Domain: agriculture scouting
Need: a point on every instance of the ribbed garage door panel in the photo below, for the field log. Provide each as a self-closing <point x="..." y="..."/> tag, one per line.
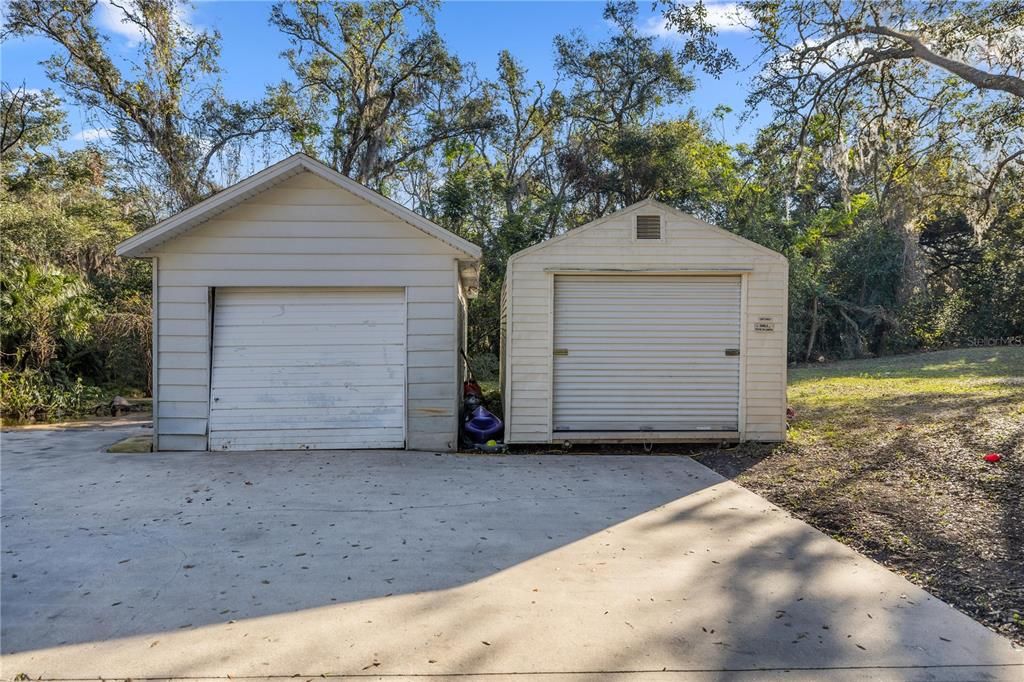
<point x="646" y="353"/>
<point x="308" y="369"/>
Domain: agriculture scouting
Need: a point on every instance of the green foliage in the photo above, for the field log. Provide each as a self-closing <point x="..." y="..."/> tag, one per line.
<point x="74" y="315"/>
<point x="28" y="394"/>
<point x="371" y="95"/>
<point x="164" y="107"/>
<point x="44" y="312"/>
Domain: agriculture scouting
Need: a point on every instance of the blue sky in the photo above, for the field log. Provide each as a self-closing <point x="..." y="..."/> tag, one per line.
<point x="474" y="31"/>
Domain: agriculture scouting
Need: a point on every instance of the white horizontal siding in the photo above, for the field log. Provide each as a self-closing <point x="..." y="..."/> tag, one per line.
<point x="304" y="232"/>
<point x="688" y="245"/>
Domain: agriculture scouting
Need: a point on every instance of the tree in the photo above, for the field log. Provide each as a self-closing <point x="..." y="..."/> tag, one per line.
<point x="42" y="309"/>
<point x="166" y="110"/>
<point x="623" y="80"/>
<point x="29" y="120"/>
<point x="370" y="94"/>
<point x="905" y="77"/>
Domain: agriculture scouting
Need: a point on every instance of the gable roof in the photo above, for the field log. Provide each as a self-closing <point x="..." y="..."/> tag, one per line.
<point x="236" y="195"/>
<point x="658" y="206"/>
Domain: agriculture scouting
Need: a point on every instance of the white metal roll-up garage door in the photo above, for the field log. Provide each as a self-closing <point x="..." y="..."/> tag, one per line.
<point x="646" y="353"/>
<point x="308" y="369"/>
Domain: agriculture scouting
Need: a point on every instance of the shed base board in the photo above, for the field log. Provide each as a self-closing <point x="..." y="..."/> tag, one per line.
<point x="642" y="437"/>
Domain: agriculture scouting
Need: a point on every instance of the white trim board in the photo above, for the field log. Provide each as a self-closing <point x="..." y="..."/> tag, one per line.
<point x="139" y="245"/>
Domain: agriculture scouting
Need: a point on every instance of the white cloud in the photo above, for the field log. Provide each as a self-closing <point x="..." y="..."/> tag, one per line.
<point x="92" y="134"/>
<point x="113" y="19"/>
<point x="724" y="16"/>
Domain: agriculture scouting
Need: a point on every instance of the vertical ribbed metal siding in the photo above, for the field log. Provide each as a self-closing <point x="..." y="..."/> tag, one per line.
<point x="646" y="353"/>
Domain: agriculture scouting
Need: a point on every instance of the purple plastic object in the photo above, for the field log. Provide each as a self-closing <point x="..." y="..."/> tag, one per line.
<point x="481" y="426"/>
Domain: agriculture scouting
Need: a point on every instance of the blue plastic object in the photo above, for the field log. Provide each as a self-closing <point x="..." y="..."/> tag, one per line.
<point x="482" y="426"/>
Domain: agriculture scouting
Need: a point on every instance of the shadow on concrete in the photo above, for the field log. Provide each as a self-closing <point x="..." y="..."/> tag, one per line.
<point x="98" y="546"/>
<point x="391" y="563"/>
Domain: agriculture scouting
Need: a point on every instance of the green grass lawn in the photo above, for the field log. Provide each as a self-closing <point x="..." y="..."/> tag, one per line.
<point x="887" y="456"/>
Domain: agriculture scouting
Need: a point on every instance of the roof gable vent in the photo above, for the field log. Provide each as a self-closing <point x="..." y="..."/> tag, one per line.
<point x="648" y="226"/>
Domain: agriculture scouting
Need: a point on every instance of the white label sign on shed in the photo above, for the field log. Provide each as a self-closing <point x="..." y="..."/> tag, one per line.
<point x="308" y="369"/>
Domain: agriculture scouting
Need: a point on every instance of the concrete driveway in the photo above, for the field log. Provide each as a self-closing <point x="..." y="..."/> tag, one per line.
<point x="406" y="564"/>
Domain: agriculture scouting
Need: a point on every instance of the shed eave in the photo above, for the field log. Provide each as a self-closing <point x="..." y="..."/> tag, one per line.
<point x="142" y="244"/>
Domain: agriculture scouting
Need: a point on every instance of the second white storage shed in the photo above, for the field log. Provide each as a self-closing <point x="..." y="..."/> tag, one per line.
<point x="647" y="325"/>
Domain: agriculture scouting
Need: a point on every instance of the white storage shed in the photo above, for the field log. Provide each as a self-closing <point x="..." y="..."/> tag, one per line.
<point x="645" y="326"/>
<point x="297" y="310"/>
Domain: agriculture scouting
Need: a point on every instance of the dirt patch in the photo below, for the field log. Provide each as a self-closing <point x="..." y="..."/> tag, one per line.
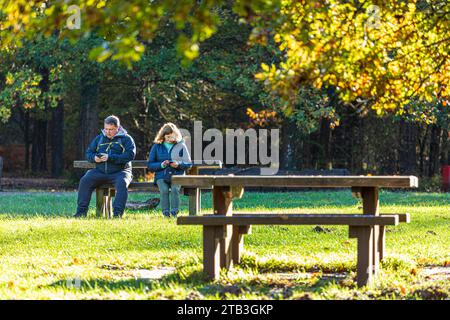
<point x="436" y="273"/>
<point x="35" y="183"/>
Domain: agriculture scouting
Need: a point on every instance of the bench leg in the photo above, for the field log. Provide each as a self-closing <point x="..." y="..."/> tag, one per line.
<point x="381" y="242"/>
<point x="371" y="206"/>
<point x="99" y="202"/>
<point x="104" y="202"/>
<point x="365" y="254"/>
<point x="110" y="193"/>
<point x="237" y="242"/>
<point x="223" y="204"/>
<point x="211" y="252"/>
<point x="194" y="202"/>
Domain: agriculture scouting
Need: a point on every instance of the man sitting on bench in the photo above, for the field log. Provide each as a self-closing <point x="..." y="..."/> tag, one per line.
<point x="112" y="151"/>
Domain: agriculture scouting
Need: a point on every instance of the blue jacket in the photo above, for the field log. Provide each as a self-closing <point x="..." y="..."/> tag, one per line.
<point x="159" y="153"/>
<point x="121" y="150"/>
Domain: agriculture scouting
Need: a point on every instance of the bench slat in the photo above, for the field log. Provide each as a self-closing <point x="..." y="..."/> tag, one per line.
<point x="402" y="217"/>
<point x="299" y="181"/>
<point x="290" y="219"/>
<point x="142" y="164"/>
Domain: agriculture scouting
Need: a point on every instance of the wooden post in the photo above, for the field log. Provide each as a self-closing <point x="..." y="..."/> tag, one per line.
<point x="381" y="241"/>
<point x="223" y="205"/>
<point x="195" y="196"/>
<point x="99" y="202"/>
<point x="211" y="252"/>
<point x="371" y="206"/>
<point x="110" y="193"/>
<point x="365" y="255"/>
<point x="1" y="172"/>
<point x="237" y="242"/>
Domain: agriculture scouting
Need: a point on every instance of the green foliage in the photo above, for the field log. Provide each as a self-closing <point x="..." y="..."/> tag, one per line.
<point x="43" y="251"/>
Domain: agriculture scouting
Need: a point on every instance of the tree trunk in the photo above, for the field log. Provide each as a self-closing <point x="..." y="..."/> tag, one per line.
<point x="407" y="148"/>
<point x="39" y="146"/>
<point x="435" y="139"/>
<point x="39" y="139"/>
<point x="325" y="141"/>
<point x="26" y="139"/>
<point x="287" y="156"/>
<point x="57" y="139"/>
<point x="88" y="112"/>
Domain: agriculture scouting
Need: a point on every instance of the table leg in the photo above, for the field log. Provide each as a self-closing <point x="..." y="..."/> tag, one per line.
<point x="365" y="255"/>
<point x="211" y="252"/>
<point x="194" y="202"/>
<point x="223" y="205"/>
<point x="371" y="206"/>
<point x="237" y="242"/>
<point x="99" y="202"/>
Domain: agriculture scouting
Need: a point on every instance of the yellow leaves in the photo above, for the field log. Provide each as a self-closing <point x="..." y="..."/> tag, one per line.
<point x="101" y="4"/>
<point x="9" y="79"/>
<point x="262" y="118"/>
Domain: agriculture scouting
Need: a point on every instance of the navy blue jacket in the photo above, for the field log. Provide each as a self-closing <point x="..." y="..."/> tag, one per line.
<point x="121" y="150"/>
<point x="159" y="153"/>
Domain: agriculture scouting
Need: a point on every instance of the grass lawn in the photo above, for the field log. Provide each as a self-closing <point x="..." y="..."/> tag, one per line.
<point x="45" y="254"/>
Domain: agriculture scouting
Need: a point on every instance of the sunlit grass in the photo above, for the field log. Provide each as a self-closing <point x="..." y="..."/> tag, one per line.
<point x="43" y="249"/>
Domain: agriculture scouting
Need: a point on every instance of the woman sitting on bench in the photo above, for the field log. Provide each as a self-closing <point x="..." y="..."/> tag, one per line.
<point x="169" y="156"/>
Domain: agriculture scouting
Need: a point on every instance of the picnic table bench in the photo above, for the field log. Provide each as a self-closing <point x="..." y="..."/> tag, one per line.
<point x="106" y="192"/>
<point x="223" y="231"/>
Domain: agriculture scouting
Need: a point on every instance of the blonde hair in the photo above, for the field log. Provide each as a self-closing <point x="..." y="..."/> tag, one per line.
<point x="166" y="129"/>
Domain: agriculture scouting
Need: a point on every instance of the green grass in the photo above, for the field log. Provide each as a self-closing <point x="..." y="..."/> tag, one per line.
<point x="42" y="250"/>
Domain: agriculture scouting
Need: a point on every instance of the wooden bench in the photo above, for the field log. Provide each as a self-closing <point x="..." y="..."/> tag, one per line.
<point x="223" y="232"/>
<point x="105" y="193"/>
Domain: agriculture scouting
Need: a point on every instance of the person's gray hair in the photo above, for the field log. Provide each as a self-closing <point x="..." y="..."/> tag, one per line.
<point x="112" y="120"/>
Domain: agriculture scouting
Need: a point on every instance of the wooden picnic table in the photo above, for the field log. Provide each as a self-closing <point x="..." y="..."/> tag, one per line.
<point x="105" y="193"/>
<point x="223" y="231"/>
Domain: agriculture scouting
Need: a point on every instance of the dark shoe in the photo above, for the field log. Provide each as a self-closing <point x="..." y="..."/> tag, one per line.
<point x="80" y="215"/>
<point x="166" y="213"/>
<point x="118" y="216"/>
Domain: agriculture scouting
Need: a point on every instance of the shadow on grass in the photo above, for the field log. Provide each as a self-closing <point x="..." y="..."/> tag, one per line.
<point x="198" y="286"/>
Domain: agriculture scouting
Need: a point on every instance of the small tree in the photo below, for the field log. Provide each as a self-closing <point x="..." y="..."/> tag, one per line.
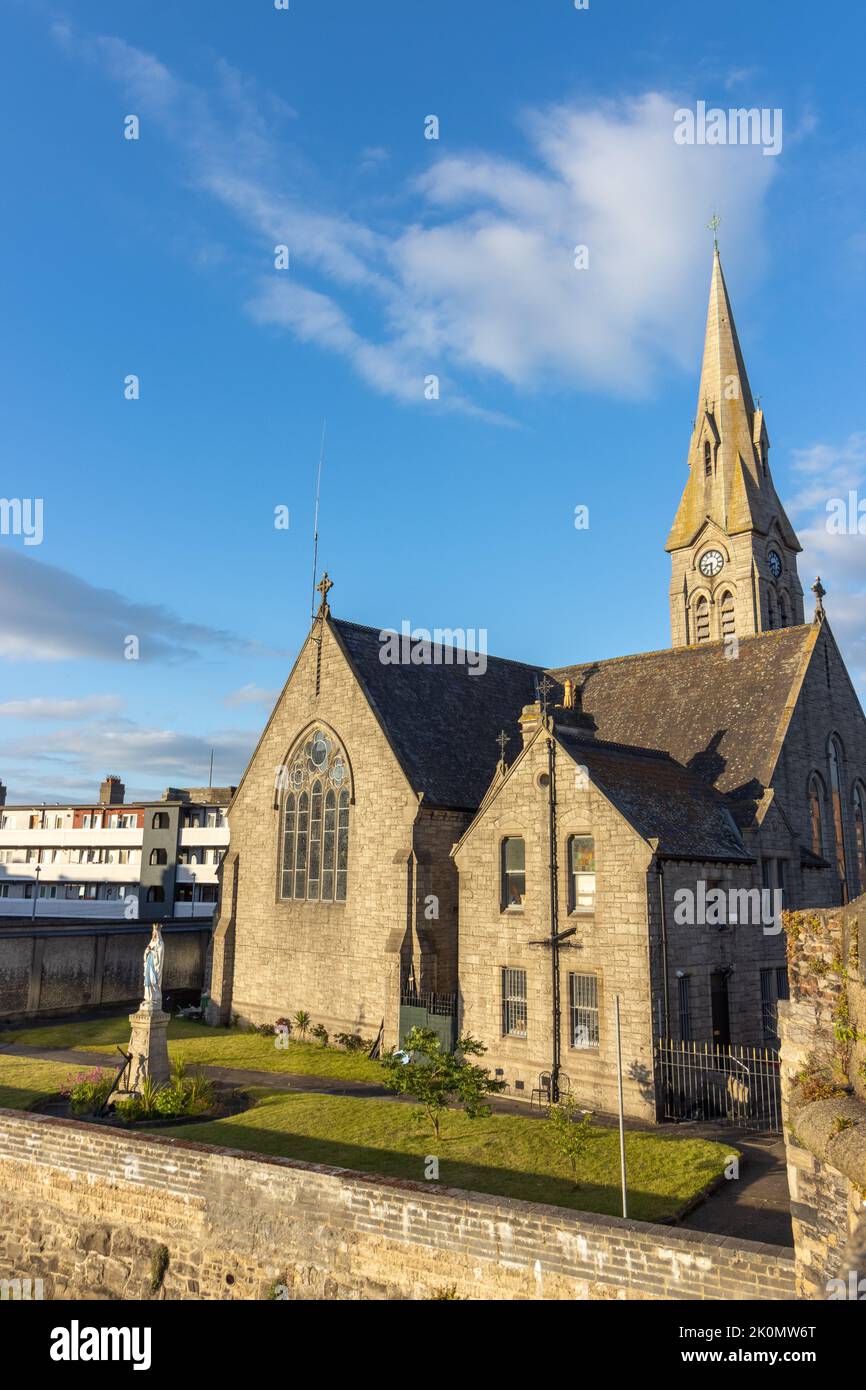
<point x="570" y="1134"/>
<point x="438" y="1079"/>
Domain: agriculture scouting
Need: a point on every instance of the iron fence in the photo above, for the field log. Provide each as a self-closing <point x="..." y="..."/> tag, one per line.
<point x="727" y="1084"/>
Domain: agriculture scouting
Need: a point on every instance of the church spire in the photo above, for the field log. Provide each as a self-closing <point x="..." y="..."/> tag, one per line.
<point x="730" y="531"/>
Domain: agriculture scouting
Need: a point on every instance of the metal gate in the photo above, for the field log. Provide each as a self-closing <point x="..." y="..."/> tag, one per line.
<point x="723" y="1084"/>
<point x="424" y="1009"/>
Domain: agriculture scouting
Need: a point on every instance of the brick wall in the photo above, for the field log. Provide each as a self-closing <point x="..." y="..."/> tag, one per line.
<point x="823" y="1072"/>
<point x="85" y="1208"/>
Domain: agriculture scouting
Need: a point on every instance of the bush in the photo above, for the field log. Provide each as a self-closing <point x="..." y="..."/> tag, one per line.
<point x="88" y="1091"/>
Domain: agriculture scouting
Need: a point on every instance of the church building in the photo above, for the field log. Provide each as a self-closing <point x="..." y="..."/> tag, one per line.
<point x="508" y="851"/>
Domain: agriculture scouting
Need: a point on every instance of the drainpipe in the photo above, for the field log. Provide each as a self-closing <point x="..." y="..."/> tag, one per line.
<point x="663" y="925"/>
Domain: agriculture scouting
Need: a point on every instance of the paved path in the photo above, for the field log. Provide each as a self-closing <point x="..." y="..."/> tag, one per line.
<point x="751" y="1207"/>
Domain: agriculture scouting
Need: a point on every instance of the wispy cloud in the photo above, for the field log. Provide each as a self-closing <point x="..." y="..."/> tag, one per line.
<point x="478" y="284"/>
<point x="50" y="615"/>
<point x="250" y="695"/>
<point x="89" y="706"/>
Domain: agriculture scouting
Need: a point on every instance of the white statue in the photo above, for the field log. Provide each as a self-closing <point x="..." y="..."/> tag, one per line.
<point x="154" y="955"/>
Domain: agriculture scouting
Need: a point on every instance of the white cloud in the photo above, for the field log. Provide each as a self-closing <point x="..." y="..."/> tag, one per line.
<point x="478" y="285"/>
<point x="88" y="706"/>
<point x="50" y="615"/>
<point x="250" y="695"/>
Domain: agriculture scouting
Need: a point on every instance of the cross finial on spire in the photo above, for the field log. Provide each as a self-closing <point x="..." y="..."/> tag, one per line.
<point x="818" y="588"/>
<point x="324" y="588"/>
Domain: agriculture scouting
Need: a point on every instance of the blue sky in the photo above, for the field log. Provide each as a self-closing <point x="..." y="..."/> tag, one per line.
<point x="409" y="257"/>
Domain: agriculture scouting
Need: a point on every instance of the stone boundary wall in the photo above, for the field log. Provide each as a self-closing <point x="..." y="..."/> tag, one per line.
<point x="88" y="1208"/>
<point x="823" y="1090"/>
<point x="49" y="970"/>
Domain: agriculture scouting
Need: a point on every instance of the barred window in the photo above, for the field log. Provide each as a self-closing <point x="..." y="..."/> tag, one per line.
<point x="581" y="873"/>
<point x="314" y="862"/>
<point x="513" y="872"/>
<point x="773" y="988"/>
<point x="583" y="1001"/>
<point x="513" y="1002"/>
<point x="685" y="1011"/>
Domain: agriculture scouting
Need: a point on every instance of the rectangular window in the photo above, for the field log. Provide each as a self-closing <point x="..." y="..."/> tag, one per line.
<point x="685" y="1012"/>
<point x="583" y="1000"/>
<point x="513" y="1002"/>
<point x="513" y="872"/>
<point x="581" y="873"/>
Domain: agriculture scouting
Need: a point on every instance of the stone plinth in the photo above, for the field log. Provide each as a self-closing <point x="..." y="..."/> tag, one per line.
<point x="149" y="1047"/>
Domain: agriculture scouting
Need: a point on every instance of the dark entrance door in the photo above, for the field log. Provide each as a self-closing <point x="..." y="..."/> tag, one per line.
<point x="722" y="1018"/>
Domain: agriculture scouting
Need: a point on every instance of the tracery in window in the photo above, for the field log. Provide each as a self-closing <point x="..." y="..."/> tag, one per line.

===============

- **A fazer**
Por favor, devolva todas as linhas dos itens acima que contêm a palavra "garage".

- **Solução do exercício**
Need: a point on every instance of the ribbed garage door panel in the photo below, for the field log. Provide each as a self-closing <point x="..." y="..."/> tag, one per line.
Need: a point on every instance of the white metal roll-up garage door in the photo above, for the field log. Provide each as a self-closing <point x="..." y="..."/> tag, one per line.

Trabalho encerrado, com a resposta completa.